| YOUR ASSIGNMENT |
Reproduce the line that holds "Please drop a marker on the slate" together with all the lines after it up to the end of the entries.

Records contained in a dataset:
=-=-=
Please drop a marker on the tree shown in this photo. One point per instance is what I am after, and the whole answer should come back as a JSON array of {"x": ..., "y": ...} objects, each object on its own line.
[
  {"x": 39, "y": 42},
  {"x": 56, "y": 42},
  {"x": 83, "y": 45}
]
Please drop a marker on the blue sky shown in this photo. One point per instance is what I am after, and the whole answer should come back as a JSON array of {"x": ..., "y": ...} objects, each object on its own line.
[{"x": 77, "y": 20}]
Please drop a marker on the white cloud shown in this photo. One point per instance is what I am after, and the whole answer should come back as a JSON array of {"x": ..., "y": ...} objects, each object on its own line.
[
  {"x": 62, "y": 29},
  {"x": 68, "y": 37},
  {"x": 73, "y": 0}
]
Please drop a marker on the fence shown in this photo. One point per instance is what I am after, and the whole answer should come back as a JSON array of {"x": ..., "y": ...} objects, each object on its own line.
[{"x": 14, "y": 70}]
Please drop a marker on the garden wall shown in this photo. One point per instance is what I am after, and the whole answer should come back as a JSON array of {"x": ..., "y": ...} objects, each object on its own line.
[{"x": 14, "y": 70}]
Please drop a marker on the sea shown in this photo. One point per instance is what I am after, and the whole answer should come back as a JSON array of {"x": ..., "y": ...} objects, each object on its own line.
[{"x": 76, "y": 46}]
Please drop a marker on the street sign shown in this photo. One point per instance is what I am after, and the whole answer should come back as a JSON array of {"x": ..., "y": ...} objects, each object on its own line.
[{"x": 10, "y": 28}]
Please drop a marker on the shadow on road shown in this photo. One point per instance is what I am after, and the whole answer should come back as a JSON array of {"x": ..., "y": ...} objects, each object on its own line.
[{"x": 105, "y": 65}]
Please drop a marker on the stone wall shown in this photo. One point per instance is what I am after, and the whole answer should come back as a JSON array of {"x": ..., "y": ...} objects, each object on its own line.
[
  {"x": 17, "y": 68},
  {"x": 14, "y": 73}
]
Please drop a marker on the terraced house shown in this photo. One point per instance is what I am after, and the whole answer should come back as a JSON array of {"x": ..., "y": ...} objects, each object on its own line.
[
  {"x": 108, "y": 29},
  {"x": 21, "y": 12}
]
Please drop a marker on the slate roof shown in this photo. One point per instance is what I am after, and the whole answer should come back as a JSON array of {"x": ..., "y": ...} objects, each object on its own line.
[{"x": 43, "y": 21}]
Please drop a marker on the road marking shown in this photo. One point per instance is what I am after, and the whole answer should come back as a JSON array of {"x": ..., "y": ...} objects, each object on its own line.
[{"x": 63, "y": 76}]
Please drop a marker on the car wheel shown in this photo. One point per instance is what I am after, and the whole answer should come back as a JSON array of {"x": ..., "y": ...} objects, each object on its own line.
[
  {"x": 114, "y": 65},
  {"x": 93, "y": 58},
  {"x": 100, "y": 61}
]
=-=-=
| OUTPUT FOR THIS TASK |
Please drop a marker on the slate roof shown in this photo. One point per instance is what I am after, and the whole answer should come back as a JSON array of {"x": ..., "y": ...} objects, each object on its own line.
[{"x": 43, "y": 21}]
Please drop a marker on the road marking shown in this photo. One point per instance is what I am after, and the whole answer should come back as a JSON array of {"x": ..., "y": ...} objects, each object on its own line.
[{"x": 63, "y": 76}]
Please drop a marker on the car wheel shown in this photo. One point per instance is what I am after, and the whole answer should come back as a JSON array of {"x": ..., "y": ...} objects, each object on its own line.
[
  {"x": 114, "y": 65},
  {"x": 93, "y": 58},
  {"x": 100, "y": 61}
]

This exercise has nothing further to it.